Point-per-instance localization data
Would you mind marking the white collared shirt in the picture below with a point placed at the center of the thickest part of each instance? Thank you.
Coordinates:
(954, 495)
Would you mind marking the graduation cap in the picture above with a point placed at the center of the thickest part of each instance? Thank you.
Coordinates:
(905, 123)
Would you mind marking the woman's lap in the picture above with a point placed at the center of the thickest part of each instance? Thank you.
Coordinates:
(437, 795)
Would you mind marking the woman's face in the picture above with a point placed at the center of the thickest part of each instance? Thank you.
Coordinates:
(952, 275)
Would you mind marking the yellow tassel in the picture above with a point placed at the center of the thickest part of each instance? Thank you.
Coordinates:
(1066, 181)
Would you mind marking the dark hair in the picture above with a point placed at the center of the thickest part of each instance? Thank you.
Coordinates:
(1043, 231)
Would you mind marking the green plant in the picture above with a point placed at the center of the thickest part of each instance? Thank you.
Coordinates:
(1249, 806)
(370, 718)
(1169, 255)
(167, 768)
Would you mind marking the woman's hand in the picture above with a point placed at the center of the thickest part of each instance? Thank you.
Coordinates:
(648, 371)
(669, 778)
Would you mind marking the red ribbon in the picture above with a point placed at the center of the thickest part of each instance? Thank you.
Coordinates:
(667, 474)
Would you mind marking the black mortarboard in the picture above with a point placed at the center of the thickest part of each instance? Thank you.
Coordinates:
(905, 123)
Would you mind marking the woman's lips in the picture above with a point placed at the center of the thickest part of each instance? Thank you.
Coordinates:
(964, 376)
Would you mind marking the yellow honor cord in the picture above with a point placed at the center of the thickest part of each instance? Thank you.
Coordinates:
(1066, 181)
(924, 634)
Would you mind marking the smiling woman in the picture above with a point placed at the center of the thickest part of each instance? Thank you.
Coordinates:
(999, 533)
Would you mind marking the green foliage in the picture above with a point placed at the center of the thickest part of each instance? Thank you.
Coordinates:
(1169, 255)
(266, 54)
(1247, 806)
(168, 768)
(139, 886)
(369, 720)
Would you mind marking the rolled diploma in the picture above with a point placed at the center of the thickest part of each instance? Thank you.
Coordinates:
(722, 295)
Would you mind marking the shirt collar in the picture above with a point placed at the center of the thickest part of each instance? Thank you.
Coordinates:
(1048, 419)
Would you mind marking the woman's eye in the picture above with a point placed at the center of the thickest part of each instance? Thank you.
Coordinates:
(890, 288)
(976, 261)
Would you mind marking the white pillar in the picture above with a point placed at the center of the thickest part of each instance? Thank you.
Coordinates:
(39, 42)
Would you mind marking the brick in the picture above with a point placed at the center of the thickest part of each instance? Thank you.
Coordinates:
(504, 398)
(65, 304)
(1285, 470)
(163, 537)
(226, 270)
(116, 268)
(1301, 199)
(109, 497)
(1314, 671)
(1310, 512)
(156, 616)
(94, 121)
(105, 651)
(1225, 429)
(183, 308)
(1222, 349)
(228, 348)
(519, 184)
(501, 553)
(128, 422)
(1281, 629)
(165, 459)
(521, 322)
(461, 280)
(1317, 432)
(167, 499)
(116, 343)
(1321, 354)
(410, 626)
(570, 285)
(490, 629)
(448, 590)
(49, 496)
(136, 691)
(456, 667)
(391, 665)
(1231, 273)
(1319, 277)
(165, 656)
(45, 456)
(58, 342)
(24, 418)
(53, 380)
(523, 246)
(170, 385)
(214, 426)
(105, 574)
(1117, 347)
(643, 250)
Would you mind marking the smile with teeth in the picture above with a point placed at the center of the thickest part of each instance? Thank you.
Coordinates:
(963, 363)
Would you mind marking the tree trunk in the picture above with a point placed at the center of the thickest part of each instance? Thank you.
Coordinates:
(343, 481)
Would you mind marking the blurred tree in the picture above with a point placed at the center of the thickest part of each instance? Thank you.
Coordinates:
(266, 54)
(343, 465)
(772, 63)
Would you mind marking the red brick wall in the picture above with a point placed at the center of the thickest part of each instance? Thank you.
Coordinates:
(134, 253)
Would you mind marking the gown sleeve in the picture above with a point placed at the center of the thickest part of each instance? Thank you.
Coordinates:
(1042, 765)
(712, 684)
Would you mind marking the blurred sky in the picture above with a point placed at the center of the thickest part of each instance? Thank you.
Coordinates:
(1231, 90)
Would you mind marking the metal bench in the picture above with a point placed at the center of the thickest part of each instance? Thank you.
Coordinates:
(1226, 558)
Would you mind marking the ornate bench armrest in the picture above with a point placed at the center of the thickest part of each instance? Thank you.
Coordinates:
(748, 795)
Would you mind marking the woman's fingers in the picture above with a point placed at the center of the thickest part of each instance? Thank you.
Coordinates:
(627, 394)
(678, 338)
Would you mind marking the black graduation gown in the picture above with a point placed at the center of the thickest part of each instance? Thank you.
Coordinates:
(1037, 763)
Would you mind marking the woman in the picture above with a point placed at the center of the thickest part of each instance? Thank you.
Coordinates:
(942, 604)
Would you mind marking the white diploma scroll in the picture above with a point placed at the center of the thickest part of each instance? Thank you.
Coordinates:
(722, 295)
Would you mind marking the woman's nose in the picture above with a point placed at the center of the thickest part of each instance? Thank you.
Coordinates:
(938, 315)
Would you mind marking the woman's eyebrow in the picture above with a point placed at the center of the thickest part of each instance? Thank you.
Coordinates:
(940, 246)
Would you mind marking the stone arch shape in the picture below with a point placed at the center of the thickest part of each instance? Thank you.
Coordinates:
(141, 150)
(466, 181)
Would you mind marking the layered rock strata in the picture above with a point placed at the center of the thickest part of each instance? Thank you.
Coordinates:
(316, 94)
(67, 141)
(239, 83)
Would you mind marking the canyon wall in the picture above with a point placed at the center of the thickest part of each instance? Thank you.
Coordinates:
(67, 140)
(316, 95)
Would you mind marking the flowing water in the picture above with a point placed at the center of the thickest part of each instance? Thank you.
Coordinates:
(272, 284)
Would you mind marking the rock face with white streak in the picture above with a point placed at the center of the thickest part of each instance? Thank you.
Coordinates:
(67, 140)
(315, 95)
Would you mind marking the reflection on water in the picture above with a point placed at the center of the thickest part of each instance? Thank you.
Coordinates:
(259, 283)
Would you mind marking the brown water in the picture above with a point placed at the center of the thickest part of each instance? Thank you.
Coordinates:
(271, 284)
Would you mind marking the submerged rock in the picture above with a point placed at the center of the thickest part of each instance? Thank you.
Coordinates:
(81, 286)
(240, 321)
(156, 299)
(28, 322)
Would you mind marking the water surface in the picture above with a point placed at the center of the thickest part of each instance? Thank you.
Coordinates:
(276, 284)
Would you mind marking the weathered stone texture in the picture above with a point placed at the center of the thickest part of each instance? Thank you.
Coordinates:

YOUR ASSIGNMENT
Take the entries above and copy out all lines with the string "graduation".

YOUR RESPONSE
Would you mind marking the graduation cap in the picture above with a point placed at the center of the thickest part of each instance? Thank you.
Would you mind marking the black graduation gown in the picture above with a point placed at the center of the thickest part of each instance? Thank you.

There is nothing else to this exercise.